» **Problem to work on**
Give every entry again, word for word.

» **Source information**
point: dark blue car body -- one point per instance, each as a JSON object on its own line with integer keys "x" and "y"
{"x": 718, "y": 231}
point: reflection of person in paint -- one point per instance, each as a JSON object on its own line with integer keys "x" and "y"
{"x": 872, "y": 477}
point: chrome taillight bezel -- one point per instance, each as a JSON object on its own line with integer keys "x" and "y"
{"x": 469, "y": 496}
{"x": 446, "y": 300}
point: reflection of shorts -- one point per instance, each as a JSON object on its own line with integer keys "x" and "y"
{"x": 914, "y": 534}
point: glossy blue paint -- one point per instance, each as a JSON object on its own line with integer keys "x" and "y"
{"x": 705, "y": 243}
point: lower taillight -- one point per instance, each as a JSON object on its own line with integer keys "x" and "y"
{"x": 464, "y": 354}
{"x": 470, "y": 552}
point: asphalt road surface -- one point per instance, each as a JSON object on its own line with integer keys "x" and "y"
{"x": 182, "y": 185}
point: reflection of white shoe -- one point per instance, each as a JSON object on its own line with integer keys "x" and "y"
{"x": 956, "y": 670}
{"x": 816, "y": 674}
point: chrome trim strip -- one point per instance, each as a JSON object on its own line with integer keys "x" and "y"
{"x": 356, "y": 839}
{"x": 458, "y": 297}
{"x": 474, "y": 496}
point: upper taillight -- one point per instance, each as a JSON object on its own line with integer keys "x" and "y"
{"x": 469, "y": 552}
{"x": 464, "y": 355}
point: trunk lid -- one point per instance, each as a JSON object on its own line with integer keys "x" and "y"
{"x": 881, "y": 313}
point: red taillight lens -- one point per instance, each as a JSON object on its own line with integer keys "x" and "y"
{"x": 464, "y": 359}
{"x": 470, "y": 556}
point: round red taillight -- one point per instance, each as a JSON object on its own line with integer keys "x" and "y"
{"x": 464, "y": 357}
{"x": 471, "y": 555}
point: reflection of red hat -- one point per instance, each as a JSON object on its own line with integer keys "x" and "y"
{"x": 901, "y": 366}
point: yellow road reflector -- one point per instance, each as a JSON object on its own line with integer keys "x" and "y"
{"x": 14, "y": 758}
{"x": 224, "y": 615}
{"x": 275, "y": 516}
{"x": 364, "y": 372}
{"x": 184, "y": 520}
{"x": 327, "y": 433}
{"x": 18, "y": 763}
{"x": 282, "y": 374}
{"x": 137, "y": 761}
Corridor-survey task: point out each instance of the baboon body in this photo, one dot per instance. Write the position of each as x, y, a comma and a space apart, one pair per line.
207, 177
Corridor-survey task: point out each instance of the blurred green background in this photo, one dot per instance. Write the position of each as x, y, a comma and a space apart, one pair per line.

» **Solution to the exercise**
point: dark blue car body -- one point per instance, each as a JSON object on its own line with integer keys "x" and "y"
{"x": 718, "y": 231}
point: reflection of person in paint -- one point per instance, each as a JSON object on its own line with integer keys "x" and "y"
{"x": 872, "y": 477}
point: chrome taillight bezel -- one point per instance, each as a JSON object on its own line with integer keys "x" and "y"
{"x": 469, "y": 496}
{"x": 446, "y": 300}
point: reflection of shorts -- one point per instance, each as a JSON object on its own line with integer keys "x" and "y"
{"x": 914, "y": 534}
point: glossy blue paint -- one point per instance, each as a JSON object on its own line with integer keys "x" and "y"
{"x": 705, "y": 243}
point: lower taillight -- one point per instance, each as a JSON object on its own line with integer keys "x" and "y"
{"x": 464, "y": 354}
{"x": 470, "y": 552}
point: asphalt road surface -- one point per instance, each as a JSON object on its own line with integer keys "x" and "y"
{"x": 182, "y": 185}
point: reflection of white shoe -- one point per instance, each as a JSON object on its own line with integer keys "x" and "y"
{"x": 956, "y": 670}
{"x": 816, "y": 674}
point: chrome trim strip -- one point per instance, each as a JSON object on its own line with integer keys "x" and "y"
{"x": 356, "y": 839}
{"x": 458, "y": 297}
{"x": 474, "y": 496}
point: upper taillight -- one point per instance, each as a JSON object on its own line with integer keys "x" and "y"
{"x": 469, "y": 552}
{"x": 464, "y": 355}
point: trunk lid -- one point per instance, each as a JSON object on its own line with integer keys "x" and "y"
{"x": 881, "y": 313}
point: red taillight lens -- one point per instance, each as a JSON object on its own line with integer keys "x" and "y"
{"x": 464, "y": 359}
{"x": 470, "y": 556}
point: round red taillight -- one point per instance, each as a JSON object on its own line with integer keys "x" and "y"
{"x": 464, "y": 357}
{"x": 471, "y": 555}
point: reflection of red hat -- one point per instance, each as a JSON object on its own line with integer keys "x" and "y"
{"x": 901, "y": 366}
point: yellow road reflector -- one point per instance, each as a JSON object on its own line with integer keys "x" and "y"
{"x": 14, "y": 758}
{"x": 224, "y": 615}
{"x": 275, "y": 516}
{"x": 364, "y": 372}
{"x": 184, "y": 520}
{"x": 327, "y": 433}
{"x": 18, "y": 763}
{"x": 282, "y": 374}
{"x": 137, "y": 761}
Corridor-survey task: point out each instance of the baboon body in this photo, one dot per instance. Write the position of each as x, y, a comma and a space apart, one pair per line.
207, 177
Corridor-survey task: point out each instance of the blurred green background in this photo, one dot per instance. Write the position of each as x, y, a comma and a space apart, one pair per line.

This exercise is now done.